Items listed in a dataset:
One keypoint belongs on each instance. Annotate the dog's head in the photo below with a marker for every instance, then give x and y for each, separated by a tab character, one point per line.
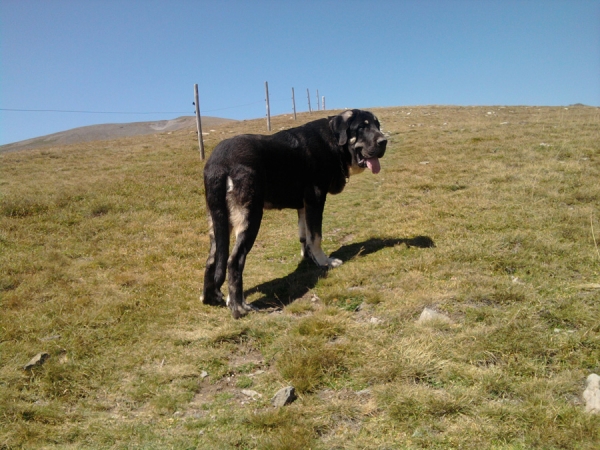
360	132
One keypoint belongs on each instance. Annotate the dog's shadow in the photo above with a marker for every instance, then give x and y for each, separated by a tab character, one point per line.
282	291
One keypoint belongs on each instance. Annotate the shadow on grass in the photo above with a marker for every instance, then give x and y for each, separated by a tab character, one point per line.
283	291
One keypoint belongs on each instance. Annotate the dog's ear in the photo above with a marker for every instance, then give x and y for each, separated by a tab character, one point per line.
339	124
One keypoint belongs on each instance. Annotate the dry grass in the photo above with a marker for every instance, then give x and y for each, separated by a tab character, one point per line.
102	250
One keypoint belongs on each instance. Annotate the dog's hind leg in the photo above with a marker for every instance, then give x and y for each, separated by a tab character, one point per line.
245	212
215	185
212	285
312	216
302	233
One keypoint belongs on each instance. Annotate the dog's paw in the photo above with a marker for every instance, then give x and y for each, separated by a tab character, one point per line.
213	300
239	310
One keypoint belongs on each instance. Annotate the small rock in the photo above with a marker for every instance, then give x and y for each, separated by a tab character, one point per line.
284	396
252	394
589	286
429	315
591	395
37	360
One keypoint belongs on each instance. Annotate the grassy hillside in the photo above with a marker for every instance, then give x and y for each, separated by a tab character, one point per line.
102	250
108	131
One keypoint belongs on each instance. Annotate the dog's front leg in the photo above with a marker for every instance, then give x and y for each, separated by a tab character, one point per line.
310	220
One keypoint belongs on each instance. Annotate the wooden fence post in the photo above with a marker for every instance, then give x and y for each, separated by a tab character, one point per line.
268	107
198	122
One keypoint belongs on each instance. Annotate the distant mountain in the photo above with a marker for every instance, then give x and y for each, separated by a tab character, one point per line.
110	131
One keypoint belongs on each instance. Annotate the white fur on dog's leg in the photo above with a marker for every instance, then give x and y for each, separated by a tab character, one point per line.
334	262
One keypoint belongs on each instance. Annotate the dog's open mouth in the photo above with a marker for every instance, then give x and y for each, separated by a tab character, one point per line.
371	163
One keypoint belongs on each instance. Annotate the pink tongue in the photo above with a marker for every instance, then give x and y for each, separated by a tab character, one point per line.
373	165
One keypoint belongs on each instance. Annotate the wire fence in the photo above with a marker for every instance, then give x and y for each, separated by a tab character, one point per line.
279	101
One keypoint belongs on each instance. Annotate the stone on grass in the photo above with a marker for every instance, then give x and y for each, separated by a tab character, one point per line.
37	360
429	315
591	395
284	396
252	394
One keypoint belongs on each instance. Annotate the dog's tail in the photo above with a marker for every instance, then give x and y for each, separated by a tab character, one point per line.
215	188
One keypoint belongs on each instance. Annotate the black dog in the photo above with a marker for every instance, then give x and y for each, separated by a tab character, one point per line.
295	168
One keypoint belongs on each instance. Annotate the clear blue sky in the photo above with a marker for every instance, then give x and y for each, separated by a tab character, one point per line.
145	56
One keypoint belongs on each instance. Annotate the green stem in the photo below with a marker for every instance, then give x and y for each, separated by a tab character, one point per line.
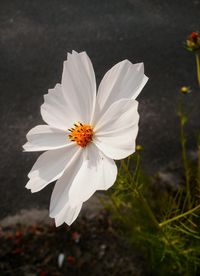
179	216
140	195
198	164
185	160
198	66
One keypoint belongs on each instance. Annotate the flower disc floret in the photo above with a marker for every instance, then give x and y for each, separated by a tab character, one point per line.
81	134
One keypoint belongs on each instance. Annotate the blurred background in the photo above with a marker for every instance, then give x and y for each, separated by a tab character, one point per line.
35	37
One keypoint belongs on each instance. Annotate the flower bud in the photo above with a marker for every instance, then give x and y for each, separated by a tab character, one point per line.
193	41
185	90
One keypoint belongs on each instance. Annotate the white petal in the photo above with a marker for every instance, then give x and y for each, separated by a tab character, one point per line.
44	137
116	130
124	80
56	111
59	197
50	166
94	171
68	214
79	85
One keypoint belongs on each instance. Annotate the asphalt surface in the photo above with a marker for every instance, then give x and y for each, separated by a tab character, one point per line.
34	39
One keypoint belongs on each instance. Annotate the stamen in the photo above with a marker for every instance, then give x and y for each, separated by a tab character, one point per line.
81	134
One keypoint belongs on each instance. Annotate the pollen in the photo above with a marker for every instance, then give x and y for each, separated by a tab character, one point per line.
81	134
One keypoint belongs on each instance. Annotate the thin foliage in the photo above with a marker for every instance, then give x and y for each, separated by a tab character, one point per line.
163	225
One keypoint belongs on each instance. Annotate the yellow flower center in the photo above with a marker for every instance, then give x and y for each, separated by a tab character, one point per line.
81	134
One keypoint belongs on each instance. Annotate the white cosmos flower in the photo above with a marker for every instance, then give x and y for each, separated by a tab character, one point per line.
84	133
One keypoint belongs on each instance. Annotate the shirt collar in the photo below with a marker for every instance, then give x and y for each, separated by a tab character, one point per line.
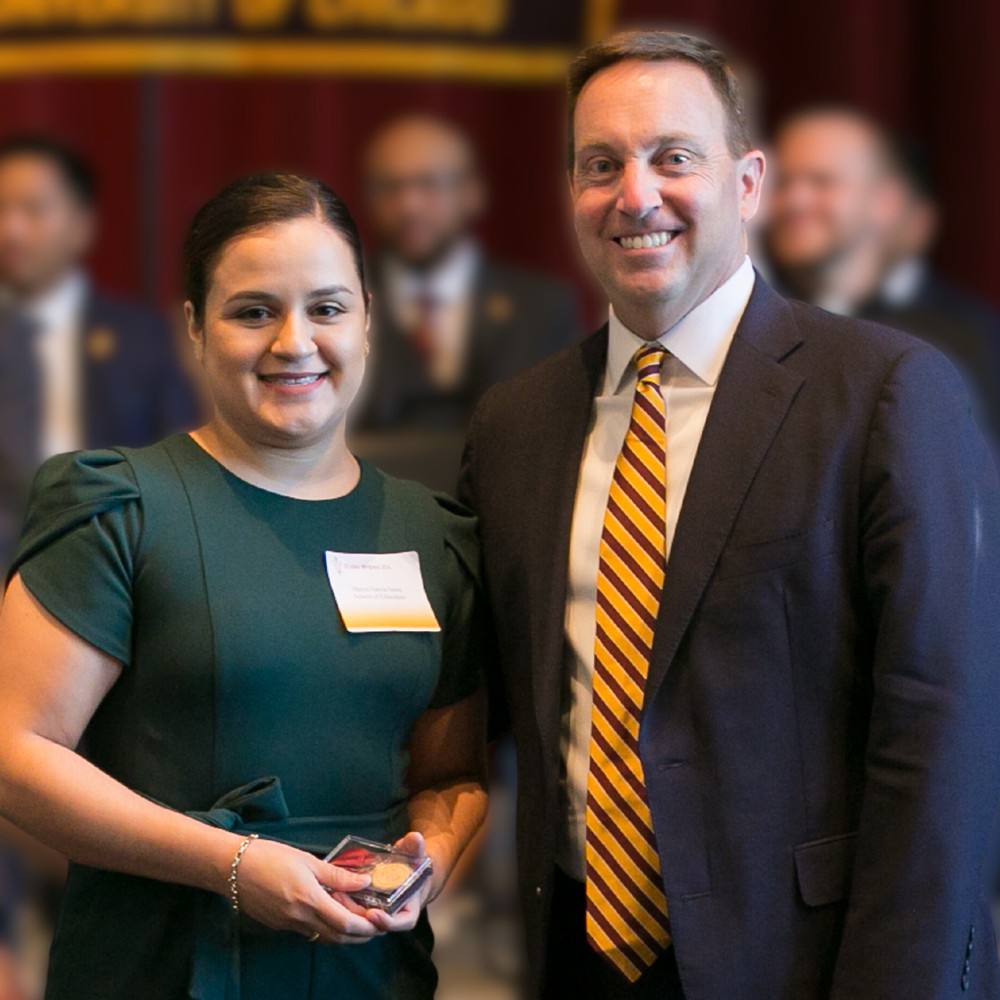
448	281
58	307
700	340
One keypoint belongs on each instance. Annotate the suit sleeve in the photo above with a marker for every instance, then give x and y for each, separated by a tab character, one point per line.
930	549
499	716
177	406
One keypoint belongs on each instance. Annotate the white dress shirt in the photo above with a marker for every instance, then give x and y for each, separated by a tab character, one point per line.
450	286
59	314
698	346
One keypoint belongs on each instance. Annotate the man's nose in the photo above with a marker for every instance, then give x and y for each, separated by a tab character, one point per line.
294	339
640	190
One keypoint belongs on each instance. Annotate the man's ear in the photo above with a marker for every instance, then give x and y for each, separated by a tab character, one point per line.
195	331
750	178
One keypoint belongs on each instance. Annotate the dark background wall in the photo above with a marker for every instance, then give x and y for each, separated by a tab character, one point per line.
161	145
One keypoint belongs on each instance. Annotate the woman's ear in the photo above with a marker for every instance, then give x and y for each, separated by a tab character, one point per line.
195	331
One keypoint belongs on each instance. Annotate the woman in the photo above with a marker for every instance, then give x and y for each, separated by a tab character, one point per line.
170	607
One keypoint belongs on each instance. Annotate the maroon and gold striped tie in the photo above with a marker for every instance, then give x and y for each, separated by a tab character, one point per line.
627	918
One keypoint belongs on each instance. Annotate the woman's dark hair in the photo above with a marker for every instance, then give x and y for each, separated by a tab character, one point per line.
251	203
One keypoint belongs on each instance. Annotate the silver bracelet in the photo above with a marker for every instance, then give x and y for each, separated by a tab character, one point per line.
234	889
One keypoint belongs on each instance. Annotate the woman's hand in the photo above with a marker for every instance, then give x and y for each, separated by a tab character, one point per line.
406	917
289	890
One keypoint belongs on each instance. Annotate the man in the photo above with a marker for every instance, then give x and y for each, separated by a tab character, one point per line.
744	563
853	220
448	322
77	368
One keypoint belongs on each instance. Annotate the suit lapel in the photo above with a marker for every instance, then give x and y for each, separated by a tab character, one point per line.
557	458
753	395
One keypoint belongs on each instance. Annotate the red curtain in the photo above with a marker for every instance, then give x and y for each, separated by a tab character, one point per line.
162	145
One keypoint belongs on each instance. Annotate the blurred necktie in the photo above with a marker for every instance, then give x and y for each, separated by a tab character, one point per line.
627	918
424	333
20	423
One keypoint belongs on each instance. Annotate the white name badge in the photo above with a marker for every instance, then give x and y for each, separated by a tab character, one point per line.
380	592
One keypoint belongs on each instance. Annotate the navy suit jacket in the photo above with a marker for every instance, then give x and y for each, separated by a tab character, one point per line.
516	320
135	391
820	727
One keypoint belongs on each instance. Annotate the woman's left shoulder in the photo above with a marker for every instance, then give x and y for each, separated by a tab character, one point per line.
453	522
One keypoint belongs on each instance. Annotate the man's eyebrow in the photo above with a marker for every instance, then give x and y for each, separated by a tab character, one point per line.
658	142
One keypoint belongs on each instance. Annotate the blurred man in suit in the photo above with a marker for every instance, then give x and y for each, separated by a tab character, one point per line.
743	557
78	369
852	222
448	321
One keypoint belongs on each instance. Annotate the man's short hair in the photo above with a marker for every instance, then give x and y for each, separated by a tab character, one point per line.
75	171
887	154
664	46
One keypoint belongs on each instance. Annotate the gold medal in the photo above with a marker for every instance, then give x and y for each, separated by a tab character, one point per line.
390	875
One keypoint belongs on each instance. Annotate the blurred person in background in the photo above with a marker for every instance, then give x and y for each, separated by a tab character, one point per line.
78	369
448	320
852	222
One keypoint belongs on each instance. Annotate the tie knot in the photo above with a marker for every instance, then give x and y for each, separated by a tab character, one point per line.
648	361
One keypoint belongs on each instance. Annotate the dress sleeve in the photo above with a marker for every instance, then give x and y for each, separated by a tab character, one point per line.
465	640
77	550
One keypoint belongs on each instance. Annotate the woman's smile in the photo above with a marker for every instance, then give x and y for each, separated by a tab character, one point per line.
294	383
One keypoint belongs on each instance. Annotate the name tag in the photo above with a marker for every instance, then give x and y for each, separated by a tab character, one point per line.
380	592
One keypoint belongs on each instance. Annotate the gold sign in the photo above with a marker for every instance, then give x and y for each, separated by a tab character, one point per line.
489	40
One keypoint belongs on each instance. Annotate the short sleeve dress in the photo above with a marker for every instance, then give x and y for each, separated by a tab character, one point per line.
243	701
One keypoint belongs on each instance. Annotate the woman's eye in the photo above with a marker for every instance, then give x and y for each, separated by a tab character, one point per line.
328	310
254	314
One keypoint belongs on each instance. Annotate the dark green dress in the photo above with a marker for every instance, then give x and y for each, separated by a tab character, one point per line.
243	701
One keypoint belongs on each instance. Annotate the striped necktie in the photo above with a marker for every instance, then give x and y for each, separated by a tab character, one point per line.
627	918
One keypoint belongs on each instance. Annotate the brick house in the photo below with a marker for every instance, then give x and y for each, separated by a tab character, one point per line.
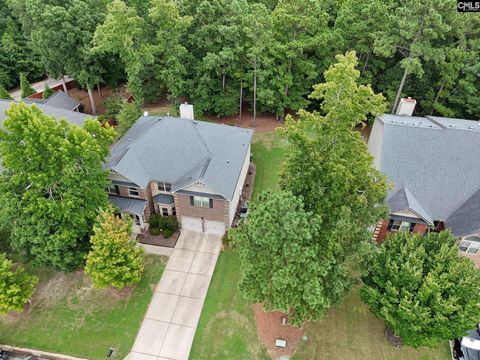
194	170
434	165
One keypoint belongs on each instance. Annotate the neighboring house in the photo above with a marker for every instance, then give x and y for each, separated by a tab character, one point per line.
58	100
71	116
194	170
434	165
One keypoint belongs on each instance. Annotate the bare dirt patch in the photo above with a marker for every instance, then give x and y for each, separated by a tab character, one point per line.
270	328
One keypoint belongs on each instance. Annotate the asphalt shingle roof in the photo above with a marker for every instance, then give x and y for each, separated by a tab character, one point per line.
134	206
58	100
164	199
182	152
71	116
437	160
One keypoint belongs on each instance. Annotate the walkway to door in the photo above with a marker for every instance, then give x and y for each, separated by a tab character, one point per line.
169	326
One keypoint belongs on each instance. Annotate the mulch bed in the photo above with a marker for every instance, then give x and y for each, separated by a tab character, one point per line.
158	240
270	328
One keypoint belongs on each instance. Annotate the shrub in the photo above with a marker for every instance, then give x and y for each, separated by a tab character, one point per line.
115	259
16	286
167	233
155	220
154	230
423	288
27	90
47	92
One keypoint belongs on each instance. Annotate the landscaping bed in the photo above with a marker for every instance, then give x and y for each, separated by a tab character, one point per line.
68	316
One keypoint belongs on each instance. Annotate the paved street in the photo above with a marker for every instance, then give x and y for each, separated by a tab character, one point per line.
169	326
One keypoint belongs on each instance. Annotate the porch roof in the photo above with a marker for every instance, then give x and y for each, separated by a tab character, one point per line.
164	199
134	206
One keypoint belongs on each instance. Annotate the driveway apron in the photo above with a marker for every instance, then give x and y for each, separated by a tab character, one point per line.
172	317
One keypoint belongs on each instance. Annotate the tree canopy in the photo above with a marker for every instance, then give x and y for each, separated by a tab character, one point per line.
328	163
423	288
287	262
52	185
16	286
114	259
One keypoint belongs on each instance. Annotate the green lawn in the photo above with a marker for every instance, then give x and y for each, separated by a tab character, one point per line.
352	332
227	326
267	153
70	317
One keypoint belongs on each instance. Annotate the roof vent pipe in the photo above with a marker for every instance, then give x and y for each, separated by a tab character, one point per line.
406	106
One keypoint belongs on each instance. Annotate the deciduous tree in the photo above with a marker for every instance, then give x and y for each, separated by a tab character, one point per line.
328	163
25	86
53	184
114	259
16	286
423	288
288	263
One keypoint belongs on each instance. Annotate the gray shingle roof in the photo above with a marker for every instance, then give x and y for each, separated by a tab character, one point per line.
134	206
403	199
71	116
182	152
437	160
164	199
58	100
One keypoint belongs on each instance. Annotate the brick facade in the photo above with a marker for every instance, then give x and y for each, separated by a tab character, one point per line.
219	211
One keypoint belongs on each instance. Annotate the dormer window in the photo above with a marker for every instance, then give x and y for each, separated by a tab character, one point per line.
164	186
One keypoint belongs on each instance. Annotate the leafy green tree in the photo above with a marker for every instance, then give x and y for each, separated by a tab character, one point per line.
47	92
287	262
299	28
342	100
328	163
423	288
53	184
128	115
62	35
416	26
114	259
16	286
27	90
4	93
216	44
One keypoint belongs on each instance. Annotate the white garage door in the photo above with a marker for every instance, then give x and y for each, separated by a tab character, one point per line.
191	223
214	227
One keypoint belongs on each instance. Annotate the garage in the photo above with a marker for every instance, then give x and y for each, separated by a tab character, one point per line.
191	223
214	227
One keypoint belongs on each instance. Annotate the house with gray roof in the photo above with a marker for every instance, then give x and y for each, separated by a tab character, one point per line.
434	165
194	170
58	100
74	117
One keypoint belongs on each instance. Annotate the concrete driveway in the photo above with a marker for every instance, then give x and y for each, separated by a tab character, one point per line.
169	326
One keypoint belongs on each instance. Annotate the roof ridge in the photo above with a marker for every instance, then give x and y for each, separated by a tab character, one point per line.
429	118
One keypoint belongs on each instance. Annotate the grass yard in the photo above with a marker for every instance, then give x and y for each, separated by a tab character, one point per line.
227	327
268	152
352	332
68	316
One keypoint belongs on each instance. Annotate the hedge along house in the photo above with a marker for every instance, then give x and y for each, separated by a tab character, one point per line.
434	165
194	170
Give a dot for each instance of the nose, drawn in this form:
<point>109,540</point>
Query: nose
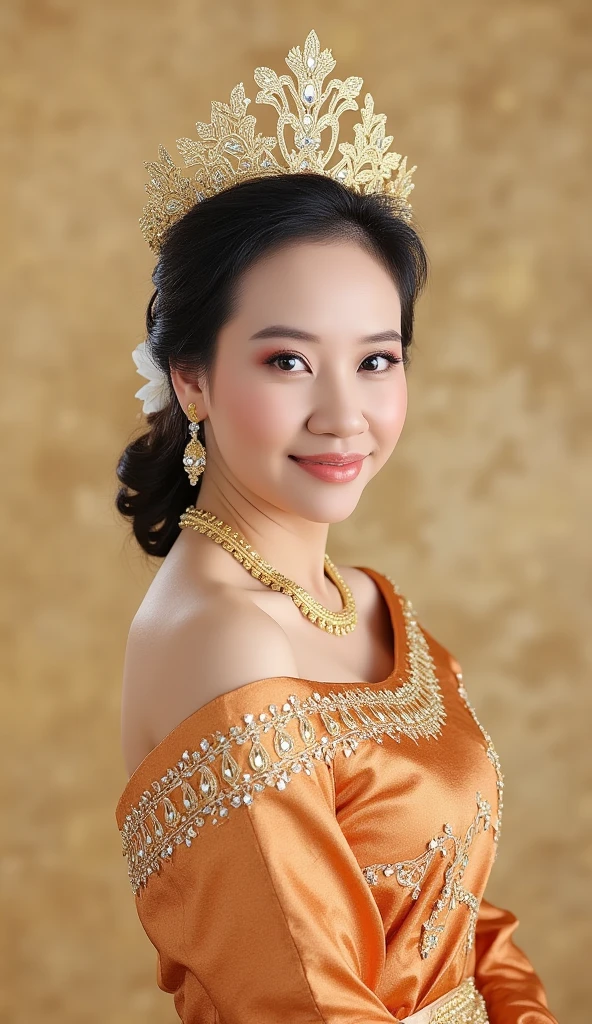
<point>337,409</point>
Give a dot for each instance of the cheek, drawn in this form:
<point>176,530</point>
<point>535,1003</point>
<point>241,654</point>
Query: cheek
<point>259,415</point>
<point>389,413</point>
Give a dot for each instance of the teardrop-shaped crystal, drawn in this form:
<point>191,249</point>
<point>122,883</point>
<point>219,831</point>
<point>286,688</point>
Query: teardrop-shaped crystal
<point>306,730</point>
<point>191,801</point>
<point>208,784</point>
<point>157,827</point>
<point>229,769</point>
<point>171,813</point>
<point>258,757</point>
<point>330,723</point>
<point>348,719</point>
<point>283,742</point>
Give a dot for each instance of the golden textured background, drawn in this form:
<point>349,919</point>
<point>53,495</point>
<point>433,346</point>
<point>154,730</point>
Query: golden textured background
<point>480,515</point>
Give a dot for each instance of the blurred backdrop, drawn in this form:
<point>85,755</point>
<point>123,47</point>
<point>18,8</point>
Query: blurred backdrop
<point>480,516</point>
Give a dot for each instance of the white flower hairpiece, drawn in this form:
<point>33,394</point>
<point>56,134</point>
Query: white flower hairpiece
<point>157,392</point>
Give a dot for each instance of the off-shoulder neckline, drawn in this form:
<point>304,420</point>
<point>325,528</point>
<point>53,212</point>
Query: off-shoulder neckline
<point>399,651</point>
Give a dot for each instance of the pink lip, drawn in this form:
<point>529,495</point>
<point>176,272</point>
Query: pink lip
<point>332,458</point>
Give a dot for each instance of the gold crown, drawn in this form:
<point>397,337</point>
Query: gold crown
<point>228,151</point>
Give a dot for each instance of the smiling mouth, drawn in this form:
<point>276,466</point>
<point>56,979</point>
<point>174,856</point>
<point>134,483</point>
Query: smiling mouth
<point>339,463</point>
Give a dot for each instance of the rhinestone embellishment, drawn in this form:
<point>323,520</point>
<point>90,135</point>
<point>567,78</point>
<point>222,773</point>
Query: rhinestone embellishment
<point>227,771</point>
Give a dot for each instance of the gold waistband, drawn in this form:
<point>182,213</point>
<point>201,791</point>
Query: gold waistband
<point>463,1005</point>
<point>466,1006</point>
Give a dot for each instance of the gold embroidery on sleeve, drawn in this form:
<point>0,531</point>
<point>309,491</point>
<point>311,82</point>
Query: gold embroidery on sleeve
<point>493,756</point>
<point>228,770</point>
<point>411,873</point>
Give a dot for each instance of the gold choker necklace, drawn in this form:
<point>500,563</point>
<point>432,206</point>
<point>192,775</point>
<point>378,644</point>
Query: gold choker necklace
<point>332,622</point>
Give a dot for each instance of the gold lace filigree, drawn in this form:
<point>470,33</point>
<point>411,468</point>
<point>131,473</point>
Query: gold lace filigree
<point>411,873</point>
<point>227,771</point>
<point>494,758</point>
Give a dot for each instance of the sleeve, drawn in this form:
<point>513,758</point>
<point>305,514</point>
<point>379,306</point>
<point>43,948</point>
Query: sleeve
<point>512,990</point>
<point>267,910</point>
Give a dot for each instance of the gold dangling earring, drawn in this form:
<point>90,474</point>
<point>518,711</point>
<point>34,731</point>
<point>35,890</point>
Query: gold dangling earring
<point>195,454</point>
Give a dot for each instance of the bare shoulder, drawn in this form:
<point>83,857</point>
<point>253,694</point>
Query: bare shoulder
<point>175,665</point>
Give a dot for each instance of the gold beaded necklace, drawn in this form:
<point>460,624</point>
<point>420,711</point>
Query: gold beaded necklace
<point>332,622</point>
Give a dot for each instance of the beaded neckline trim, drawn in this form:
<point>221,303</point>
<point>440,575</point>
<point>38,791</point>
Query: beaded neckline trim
<point>231,769</point>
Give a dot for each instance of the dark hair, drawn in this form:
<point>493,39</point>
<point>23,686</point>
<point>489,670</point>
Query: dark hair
<point>201,260</point>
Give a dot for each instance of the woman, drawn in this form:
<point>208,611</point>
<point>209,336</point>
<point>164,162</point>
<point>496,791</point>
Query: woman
<point>313,808</point>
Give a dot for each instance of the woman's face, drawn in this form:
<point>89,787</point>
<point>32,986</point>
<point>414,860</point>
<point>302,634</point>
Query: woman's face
<point>285,394</point>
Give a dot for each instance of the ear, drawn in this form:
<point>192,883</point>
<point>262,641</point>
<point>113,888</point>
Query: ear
<point>187,390</point>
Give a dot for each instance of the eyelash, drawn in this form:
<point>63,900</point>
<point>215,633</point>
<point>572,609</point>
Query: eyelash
<point>287,355</point>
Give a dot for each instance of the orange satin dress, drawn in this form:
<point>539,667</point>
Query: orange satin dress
<point>303,851</point>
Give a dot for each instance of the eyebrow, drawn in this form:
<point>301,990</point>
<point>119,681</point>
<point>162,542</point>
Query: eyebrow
<point>281,331</point>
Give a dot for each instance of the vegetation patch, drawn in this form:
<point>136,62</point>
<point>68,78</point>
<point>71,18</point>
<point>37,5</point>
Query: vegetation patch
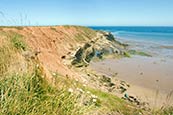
<point>18,42</point>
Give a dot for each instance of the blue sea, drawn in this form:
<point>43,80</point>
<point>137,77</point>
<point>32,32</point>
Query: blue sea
<point>155,40</point>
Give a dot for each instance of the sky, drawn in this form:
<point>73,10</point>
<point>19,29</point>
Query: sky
<point>87,12</point>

> **WORK ORDER**:
Your answer should consist of the lines from the line with "<point>305,514</point>" to the line with "Give a dot for each instance of the beaded" above, repeated exactly, both ends included.

> **ANSWER BOX**:
<point>305,514</point>
<point>379,306</point>
<point>43,948</point>
Query: sleeve
<point>512,990</point>
<point>267,910</point>
Give a dot for each instance of the gold dangling earring, drawn in this form:
<point>90,474</point>
<point>518,711</point>
<point>34,731</point>
<point>35,890</point>
Query: gold dangling earring
<point>195,454</point>
Give a dot for each instance of the bare shoulder, drawn in this form:
<point>83,857</point>
<point>253,694</point>
Query: bare shoulder
<point>175,665</point>
Give a dot for each instance of the gold beaded necklace, drawn in this form:
<point>460,624</point>
<point>420,711</point>
Query: gold beaded necklace
<point>332,622</point>
Give a dot for each instance of the beaded neckline trim, drawn in this form:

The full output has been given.